START DOCUMENT EXCERPT
Bazaars at crossroads. What they reveal about informality, globalization and capital mobility
Bazaars were once considered particular to so-called traditional societies, especially in Asia, and were expected to transition to modern markets as national economies developed. But despite steady economic growth in the latter half of the twentieth century, bazaars have continued to proliferate. That they continue to do so makes them uniquely suited to study state-society dynamics. My fieldwork in Central Asia—and the Karakoram high mountain region of north Pakistan—illustrates how bazaars reveal informal relations in the commercial realm, elite ownership of rent-generating marketplaces, and horizontal networks between traders. Bazaars also offer a window into globalization; besides who and what moves, how borders are negotiated by traders nuance our understanding of transnationalism. Finally, bazaars offer unique perspectives on how global and regional political economies manifest at the grassroots level.
The onset of Anglo-Russian rivalry in the mid-nineteenth century, popularly known as the Great Game, brought a stream of Europeans to Central Asia: as envoys and spies, cartographers and explorers, artifact-seekers and adventurers. While ‘Central Asia’ was then a shifting category—variously encompassing regions that today fall within Afghanistan, China, Pakistan, as well as Kazakhstan, Kyrgyzstan, Tajikistan, Turkmenistan, and Uzbekistan—Central Asia was seen as a geographic crossroads linking West Asia and Russia on the one hand, and the Qing and British Indian Empire, on the other. Many European sojourners left detailed accounts of their travels through the region. A central feature of their accounts was the bazaar, which was both a ubiquitous public space, and accessible to visitors (some of whom only had a faint understanding of the communities they were visiting). Unsurprisingly, in these writings, the bazaar was a place of curiosity, and uniquely characteristic of local, Asian societies.
END DOCUMENT EXCERPT
TASKS FOR THIS EXERCISE:
1 – In the piece on bazaars, what was the popular name for the Anglo-Russian rivalry of the mid-nineteenth century?
2 – Resume the piece on bazaars at crossroads, picking up right after its final sentence.
The listing that comes next has no connection to the piece on bazaars.
START INFORMATION SUPPLIED
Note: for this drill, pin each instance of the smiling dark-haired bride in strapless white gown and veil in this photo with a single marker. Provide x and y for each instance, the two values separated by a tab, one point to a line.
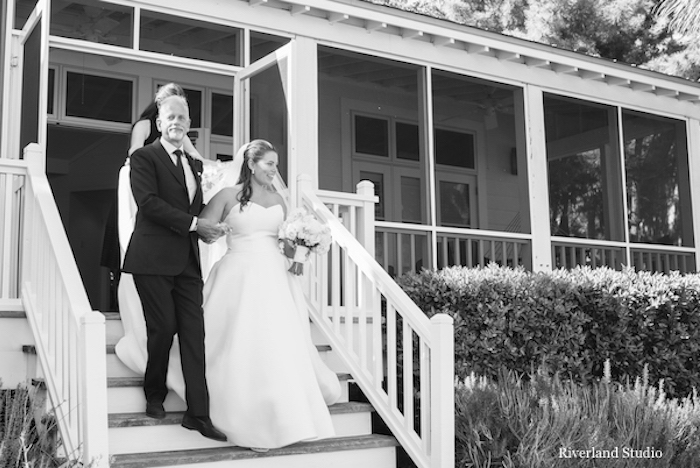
268	387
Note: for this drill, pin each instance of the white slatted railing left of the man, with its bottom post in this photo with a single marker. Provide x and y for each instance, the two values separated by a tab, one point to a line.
69	336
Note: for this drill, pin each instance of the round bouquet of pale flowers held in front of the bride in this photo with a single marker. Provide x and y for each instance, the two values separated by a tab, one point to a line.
302	230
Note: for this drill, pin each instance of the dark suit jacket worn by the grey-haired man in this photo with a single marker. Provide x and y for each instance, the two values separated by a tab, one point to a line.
161	242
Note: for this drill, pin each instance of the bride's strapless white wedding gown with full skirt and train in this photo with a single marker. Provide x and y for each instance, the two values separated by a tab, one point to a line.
268	387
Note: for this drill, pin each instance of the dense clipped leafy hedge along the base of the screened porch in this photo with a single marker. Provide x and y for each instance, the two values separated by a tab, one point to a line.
569	321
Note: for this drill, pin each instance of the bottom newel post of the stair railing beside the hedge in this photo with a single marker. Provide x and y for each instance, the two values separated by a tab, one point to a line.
442	426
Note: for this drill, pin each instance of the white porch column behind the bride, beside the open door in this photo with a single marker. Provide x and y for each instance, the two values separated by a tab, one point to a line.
303	115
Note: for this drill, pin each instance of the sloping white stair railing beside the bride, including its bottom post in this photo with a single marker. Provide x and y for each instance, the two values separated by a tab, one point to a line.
402	361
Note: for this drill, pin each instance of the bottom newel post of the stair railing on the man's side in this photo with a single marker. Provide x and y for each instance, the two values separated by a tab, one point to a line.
94	390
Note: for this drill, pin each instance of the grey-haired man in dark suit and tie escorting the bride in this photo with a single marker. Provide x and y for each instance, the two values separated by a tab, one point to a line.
163	256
END INFORMATION SUPPLIED
RESPONSE LIST:
1 – The Great Game.

2 –
By the middle of the twentieth century, however, the Asian bazaar had lost most of its earlier exotic appeal. This was specifically the case in Central Asia, which saw the imposition of Chinese and Soviet command economies; socialist ideologies sought to modernize so-called backward and localized means of production. More generally still, across Asia, the bazaar was a remnant of what Western social sciences were describing as traditional societies. In part, the reasons were geopolitical. They stemmed from the end of the Second World War, and the European impetus to decolonize, in no small part resulting from US impatience with lingering colonial rule in Asia.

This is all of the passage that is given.